[Opening Provided text section]
American Neurological Association
Because the seizures suffered by the children of this family are similar to those that strike a significant number of children in the general population, there is reason to hope that the identification of this gene could be a key to understanding many more cases of childhood fever-related (or febrile) seizures.
"Febrile seizures are the most common form of childhood seizures. Since they may be associated with the development of seizures and epilepsy later in life, discovery of the responsible gene or genes has important implications for designing new drugs and therapies," said Margaret Jacobs, program director for epilepsy and seizure disorders at the National Institute of Neurological Disorders and Stroke (NINDS), which partially funded the study.
In the United States, about 3 to 4 infants or small children out of 100 will have one or more convulsive episodes during periods of fever. During febrile seizures, nerve cells in the brain fire electrical impulses much faster than usual, often leading to muscular convulsions and loss of consciousness.
For the vast majority of children, the febrile seizures do not cause permanent brain injury and occur only once or a few times. However, about 7% go on to develop other seizure disorders such as epilepsy later in life, a considerably higher risk than in the general population, about 1% of whom suffer from epilepsy.
In this Utah family, the researchers found that 21 of the 48 members participating in the study had experienced one or more febrile seizures during early childhood. Eight of the 21 went on to suffer other seizure disorders.
The University of Utah scientists used a technique called genetic linkage allowing them to determine which segments along chromosomes (the cellular structures that hold genetic information) were shared by all family members who had experienced febrile seizures. They discovered that all those affected shared a portion of chromosome 2. This chromosomal region has not previously been reported to be associated with any seizure disorder.
Techniques other than genetic linkage must now be used to determine what gene in this area underlies the seizures.
[Closing Provided text section]
[Opening Input data section]
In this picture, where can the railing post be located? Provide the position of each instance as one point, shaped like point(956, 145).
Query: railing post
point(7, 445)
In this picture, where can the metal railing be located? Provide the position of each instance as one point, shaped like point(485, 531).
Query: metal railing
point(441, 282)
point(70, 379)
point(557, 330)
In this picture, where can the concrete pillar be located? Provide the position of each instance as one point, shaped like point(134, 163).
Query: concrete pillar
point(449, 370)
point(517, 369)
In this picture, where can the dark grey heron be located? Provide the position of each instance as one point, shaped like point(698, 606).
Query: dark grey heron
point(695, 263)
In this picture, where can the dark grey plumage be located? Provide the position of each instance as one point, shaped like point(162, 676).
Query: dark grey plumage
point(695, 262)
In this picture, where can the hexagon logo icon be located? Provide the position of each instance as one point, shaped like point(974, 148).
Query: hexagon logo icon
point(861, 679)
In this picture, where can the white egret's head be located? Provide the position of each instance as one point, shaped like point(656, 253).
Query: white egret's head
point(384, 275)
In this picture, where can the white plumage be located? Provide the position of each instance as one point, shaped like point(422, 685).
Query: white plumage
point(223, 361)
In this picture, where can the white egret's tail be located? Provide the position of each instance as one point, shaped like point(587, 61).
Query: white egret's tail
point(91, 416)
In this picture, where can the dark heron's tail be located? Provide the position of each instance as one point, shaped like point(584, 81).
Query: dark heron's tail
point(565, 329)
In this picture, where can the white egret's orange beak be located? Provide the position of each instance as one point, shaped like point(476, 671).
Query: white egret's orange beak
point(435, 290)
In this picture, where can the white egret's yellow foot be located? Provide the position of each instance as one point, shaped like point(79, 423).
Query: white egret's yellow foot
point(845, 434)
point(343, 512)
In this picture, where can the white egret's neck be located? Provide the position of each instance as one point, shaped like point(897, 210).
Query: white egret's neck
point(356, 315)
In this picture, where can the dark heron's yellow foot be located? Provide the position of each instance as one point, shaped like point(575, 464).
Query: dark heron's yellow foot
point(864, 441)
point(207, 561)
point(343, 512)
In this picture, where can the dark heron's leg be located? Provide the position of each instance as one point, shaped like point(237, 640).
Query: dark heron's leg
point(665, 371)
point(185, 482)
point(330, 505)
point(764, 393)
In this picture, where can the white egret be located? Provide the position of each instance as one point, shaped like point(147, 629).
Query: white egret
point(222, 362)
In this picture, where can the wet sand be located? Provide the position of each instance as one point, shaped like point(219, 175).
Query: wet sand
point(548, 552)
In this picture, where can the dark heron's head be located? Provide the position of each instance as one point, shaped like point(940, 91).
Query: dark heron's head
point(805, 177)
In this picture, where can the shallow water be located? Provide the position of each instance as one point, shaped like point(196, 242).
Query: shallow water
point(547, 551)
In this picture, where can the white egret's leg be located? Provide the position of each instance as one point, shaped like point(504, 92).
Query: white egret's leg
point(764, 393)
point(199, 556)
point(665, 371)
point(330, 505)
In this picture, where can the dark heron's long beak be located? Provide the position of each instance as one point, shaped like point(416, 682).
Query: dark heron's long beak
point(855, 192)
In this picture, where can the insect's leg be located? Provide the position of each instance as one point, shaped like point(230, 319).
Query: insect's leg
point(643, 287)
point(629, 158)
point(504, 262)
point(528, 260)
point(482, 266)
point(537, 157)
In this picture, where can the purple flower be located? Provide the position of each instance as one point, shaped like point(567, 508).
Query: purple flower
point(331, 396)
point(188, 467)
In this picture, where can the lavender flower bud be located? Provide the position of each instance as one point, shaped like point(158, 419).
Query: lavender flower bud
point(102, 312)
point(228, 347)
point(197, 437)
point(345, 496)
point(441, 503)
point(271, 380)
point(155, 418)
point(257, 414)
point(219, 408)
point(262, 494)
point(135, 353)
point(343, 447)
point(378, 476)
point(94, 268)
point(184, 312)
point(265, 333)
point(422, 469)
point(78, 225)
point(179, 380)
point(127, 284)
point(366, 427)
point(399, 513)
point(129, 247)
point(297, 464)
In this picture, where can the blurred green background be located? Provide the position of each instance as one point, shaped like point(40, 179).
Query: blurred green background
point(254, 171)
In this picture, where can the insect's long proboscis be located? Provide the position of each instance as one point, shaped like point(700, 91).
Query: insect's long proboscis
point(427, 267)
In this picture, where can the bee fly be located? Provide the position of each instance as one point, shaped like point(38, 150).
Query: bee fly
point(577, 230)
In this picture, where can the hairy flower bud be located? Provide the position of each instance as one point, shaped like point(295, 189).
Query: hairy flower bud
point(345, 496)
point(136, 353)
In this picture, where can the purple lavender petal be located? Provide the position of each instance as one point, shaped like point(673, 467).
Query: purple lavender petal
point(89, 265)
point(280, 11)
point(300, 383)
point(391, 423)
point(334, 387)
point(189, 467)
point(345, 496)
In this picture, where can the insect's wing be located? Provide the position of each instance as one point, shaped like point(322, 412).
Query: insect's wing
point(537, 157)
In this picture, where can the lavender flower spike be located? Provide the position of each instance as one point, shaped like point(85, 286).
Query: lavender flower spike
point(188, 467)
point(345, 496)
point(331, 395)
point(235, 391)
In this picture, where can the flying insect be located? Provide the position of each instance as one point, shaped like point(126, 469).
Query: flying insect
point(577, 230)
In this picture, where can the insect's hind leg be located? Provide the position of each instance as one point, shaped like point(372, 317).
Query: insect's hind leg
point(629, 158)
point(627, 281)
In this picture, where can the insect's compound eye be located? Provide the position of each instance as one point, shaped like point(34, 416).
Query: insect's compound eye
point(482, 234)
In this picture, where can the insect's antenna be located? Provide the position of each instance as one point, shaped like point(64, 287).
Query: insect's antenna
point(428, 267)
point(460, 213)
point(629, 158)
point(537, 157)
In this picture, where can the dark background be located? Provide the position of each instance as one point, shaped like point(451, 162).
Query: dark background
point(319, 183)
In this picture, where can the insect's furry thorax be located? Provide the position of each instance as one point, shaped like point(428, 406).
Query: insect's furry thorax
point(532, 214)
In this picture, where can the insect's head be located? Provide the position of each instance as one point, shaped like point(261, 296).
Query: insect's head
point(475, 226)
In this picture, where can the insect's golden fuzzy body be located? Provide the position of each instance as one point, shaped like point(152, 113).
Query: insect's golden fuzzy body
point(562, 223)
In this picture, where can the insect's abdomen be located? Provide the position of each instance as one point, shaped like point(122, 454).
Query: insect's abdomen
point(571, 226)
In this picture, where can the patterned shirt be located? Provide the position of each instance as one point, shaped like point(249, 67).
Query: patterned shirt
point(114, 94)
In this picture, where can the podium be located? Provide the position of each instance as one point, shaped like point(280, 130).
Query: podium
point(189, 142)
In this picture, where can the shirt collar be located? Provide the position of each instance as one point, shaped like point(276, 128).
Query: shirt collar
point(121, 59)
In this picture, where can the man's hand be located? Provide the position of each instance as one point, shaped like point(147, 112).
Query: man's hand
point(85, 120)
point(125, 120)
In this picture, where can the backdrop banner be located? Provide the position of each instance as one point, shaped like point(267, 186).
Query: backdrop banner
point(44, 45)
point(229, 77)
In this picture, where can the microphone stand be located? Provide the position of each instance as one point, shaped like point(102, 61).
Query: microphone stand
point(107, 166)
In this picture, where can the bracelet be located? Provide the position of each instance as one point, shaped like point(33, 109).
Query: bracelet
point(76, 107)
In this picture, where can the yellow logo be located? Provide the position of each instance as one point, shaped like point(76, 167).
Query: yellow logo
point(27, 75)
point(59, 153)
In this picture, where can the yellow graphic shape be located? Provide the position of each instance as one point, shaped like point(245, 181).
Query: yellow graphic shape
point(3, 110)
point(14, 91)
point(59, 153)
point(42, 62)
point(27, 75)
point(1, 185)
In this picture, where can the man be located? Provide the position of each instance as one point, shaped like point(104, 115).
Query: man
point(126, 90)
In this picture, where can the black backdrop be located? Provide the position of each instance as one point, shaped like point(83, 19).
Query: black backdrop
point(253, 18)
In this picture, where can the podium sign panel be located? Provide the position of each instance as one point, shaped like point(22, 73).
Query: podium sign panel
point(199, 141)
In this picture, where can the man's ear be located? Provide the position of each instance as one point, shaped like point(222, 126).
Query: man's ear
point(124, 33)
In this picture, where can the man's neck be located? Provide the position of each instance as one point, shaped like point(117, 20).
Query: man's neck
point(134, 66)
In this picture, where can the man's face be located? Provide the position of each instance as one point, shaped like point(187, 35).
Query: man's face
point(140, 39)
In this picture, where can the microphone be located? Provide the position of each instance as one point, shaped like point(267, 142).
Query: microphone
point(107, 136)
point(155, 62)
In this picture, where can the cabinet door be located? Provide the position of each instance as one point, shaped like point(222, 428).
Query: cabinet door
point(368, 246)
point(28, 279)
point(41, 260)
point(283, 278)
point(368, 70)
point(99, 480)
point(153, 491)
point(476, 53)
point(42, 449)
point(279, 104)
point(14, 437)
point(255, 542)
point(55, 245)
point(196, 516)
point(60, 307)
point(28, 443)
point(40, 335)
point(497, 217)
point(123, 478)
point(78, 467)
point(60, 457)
[Closing Input data section]
Task instructions:
A. Please copy the febrile seizure article word for word, starting at "In this Utah" and ending at "other seizure disorders.".
B. Write the next part of the febrile seizure article, picking up after its final sentence.

Task-by-task results:
A.
In this Utah family, the researchers found that 21 of the 48 members participating in the study had experienced one or more febrile seizures during early childhood. Eight of the 21 went on to suffer other seizure disorders.

B.
"The most obvious task is to identify the gene," said Andy Peiffer, M.D., Ph.D., a researcher at the Eccles Institute of Human Genetics at the University of Utah in Salt Lake City, and one of the authors of the report. "Subsequent studies will focus on determining what percentage of febrile seizures outside this family are caused by mutations in the gene we identify."
For this particular family, the hope is that knowing the location of the gene will lead to identifying the gene and ultimately the protein it produces. Armed with that information, scientists can investigate what role mutations in the gene play in seizures and may even be able to design drugs to compensate for the effects of the mutation in individuals who go on to develop epilepsy disorders.
Thanks to previous research, which has identified some of the genes found along this stretch of chromosome 2, Peiffer and his colleagues already have targeted genes that they suspect might cause the febrile seizures in this family. Some of these genes are ion channel genes, similar to those that the Utah research team has previously found to cause a different, and rarer, seizure disorder. Ion channel genes produce proteins that regulate the electrical activity of brain cells.
But, says Peiffer, "Febrile seizures are very common and are probably caused by mutations in many different, but likely related, genes. The fact that the clinical features of febrile seizures vary somewhat from patient to patient and family to family may be due to the fact that mutations are occurring in different genes or different parts of the same gene."
Other authors of the report were Joel Thompson, M.D., Brith Otterud, Tena Varvil, Chris Pappas, Craig Barnitz, Kristen Gruenthal, Renee Kuhn, and Mark Leppert, all of the University of Utah; and Carole Charlier, who recently accepted a research position in Belgium.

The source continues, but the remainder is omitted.